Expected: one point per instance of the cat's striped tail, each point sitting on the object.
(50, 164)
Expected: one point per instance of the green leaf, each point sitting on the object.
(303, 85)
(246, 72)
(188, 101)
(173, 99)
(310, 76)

■ **Task instructions**
Repeat every line of the items above word for word, keeping them in the same order.

■ **Completed task**
Expected: one point per instance of the cat's striped tail, each point sitting on the object.
(50, 164)
Expected: one point per instance of the green leaf, each point sitting on the object.
(303, 85)
(246, 72)
(188, 101)
(173, 99)
(310, 76)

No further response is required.